--- Consigne a ---
Recopiez fidèlement le passage de la chronique sur Cendrillon qui va de « Ce n’est pas un genre, c’est » jusqu'à « l’on pourrait devenir. ».

--- Texte fourni ---
Chroniques

*Cendrillon, c’est moi !*

Qu’aurait-elle à nous dire encore Cendrillon ?

Il m’arrive souvent de reprendre un livre. Surtout quand le personnage principal me semble familier. Il y a comme une alerte… 

Ai-je vraiment bien lu, ai-je tout « entendu » ? N’ai-je pas cédé, inconsciemment, à une certaine facilité ?  

Et le personnage de Cendrillon fait partie de ceux qui nous semblent familiers… 

Nous l’avons fréquenté depuis l’enfance, dans tous les récits, sous tous les prismes, dans toutes les versions…jusqu’à *Cendrillon, c’est moi*… Qu’aurait-elle à nous dire encore Cendrillon ? 

Cendrillon, c’est l’histoire du seuil ! C’est le moment juste avant que quelque chose ne bascule. Le pressentiment d’un autre possible.

Ce n’est pas un genre, c’est une condition.

Cendrillon, c’est aussi ce qui fait se lever… 

Comme un regard croisé par hasard, qui fait vaciller la mécanique du quotidien. Une sensualité discrète, un trouble, une faille dans la répétition. Quelque chose commence à exister, sans encore exister tout à fait.

Et puis le soulier, l’histoire du soulier…Le soulier, c’est la trace ! La preuve que Cendrillon a franchi le seuil, qu’elle a osé. Et cela suffit  à faire trembler l’avenir.

Cendrillon, ce n’est pas un conte, c’est une lutte intérieure. Un essai. Une tentative. Un appel à se déplacer, lentement, douloureusement, vers ce que l’on pourrait devenir.

Cendrillon, c’est  l’entre-deux. Ni là où l’on croit être, ni encore là où l’on s’imaginerait vouloir être… Et rien ne sera plus jamais comme avant Même si elle revient à la case départ. Même si le bal est fichu…même si la chaussure de verre est perdue…

Rien ne sera plus jamais comme avant. Parce-que Cendrillon  sait maintenant que quelque chose existe ailleurs, et qu’elle peut s’en approcher. Et un jour elle y retournera. Sans trembler.

La seule chose qui puisse la faire trembler encore, c’est qu’elle soit  réduite à un conte ! A une permission de minuit, à un bal  et à une chaussure de verre !

--- Enregistrements à traiter ---
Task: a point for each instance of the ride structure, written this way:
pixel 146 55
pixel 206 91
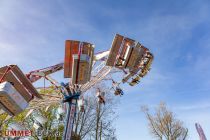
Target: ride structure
pixel 84 70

--- Consigne b ---
Remettez à l'échelle tous les enregistrements en réécrivant chacune de leurs lignes, consignes comprises. Multipliez par 2 les seules coordonnées des réponses, arrondies à l'entier le plus proche avec les demis vers le haut, et omettez les images dans votre réponse.

--- Réponse attendue a ---
Ce n’est pas un genre, c’est une condition.

Cendrillon, c’est aussi ce qui fait se lever… 

Comme un regard croisé par hasard, qui fait vaciller la mécanique du quotidien. Une sensualité discrète, un trouble, une faille dans la répétition. Quelque chose commence à exister, sans encore exister tout à fait.

Et puis le soulier, l’histoire du soulier…Le soulier, c’est la trace ! La preuve que Cendrillon a franchi le seuil, qu’elle a osé. Et cela suffit  à faire trembler l’avenir.

Cendrillon, ce n’est pas un conte, c’est une lutte intérieure. Un essai. Une tentative. Un appel à se déplacer, lentement, douloureusement, vers ce que l’on pourrait devenir.

--- Réponse attendue b ---
Task: a point for each instance of the ride structure, written this way:
pixel 146 55
pixel 206 91
Target: ride structure
pixel 168 140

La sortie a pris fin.